> [WHAT THE TASK REQUIRES]:
Copy the data below in full, exactly as it appears.

Records from a data source:
__________
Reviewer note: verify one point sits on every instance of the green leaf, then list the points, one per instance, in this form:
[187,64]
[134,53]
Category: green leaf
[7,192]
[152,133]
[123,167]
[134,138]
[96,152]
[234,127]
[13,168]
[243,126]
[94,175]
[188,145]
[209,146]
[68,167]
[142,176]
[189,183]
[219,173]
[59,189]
__________
> [WRITTEN SOLUTION]:
Reviewer note: verify one point sits on every instance of the green leaf, then list the points, one per instance, in this form:
[187,64]
[134,53]
Category: green leaf
[7,192]
[152,133]
[123,167]
[134,138]
[96,152]
[234,127]
[13,168]
[243,126]
[94,175]
[188,145]
[209,146]
[68,167]
[142,176]
[189,183]
[219,173]
[59,189]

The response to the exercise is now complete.